Count the lines of the records below that contain the string "region", treating uppercase and lowercase as different. Reply with the number alone.

## START MATERIAL FOR THE TASK

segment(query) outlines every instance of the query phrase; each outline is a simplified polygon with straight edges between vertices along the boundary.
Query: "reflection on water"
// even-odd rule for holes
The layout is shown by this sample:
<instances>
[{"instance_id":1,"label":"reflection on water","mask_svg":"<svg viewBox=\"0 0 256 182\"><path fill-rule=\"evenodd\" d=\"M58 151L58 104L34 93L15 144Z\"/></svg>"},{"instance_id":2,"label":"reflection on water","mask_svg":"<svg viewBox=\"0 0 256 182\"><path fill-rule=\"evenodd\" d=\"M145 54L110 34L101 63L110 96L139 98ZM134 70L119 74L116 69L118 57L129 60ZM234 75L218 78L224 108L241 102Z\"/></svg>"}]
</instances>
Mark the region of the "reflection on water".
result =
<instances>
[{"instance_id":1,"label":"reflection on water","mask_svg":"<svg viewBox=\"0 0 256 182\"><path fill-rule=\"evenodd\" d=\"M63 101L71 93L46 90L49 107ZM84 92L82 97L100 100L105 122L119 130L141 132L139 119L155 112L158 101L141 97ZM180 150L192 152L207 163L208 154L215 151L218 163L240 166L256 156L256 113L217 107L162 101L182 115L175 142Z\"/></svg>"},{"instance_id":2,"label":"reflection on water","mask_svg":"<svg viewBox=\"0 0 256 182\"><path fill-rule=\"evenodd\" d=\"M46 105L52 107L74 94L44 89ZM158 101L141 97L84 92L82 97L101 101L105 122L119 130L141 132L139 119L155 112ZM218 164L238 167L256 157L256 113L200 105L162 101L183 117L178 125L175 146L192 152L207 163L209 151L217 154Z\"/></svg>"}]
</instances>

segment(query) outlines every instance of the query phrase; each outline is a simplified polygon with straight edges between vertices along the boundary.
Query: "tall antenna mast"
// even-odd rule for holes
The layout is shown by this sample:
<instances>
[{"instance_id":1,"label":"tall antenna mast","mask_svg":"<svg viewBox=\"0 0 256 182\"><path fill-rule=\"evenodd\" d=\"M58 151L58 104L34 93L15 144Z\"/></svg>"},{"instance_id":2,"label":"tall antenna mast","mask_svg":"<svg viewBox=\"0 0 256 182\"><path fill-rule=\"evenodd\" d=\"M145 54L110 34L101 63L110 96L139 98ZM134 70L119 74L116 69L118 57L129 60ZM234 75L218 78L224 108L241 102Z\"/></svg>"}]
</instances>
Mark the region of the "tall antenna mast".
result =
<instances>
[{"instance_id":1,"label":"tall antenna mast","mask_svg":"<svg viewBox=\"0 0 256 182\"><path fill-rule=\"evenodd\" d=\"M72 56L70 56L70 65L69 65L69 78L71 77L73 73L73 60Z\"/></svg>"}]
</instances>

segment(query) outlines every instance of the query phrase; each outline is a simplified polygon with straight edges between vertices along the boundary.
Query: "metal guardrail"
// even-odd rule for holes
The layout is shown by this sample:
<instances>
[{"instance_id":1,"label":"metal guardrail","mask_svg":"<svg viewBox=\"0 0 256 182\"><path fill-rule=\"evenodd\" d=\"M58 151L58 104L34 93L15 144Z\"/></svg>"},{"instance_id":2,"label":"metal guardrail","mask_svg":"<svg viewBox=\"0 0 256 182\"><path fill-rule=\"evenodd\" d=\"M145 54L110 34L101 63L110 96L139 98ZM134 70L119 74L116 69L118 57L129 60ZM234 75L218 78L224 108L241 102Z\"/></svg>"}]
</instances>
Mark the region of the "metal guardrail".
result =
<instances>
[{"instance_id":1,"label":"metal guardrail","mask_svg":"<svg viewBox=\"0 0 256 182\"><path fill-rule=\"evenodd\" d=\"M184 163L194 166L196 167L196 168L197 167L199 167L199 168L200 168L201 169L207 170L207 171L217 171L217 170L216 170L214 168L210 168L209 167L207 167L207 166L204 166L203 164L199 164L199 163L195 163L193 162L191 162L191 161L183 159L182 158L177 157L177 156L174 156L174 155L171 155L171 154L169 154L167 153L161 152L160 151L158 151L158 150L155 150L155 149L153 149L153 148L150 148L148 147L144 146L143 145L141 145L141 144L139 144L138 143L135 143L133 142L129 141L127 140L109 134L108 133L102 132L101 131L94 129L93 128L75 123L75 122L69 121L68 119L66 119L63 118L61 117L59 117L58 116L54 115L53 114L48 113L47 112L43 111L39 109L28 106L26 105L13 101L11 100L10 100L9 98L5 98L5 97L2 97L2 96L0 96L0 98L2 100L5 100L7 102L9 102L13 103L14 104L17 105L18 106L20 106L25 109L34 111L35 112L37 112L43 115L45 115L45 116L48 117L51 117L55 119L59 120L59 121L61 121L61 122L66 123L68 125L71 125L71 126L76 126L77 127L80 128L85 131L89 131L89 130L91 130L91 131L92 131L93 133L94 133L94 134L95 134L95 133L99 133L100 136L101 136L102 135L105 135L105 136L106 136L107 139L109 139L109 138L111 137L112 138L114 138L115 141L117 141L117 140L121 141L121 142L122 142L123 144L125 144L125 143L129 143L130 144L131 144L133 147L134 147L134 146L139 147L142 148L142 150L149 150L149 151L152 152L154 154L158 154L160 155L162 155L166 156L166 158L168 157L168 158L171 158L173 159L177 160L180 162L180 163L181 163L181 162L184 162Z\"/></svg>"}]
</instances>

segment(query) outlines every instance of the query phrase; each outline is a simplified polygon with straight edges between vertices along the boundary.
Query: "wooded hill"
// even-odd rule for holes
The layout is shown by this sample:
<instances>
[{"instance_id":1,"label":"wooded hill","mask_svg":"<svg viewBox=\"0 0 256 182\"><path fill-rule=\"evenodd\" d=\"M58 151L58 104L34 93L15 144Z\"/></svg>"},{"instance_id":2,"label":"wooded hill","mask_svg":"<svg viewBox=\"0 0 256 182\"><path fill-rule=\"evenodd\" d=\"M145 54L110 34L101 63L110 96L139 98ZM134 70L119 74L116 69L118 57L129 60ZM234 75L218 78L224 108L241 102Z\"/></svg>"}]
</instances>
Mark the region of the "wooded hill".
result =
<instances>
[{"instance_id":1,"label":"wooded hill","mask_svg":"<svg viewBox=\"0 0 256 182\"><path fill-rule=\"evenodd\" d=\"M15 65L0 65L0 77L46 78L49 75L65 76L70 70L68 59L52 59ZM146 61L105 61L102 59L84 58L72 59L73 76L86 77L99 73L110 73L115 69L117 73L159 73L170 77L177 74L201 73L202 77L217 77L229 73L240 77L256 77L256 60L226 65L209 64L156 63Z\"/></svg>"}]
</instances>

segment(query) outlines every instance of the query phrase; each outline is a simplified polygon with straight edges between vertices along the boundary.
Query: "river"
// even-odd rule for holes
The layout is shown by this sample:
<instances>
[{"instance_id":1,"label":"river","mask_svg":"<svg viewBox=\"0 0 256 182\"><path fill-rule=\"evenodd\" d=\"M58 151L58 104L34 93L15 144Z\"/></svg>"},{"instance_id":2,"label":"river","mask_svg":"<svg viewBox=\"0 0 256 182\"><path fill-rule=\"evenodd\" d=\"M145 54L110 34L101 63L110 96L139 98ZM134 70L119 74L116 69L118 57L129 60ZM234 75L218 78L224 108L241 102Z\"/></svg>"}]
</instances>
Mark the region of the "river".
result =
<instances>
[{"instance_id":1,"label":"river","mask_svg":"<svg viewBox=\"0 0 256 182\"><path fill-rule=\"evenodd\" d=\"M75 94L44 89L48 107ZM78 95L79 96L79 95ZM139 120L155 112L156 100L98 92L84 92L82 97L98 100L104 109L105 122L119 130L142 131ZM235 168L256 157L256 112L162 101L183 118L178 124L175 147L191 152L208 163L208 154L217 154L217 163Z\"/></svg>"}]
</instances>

## END MATERIAL FOR THE TASK

● **EXPECTED ANSWER**
5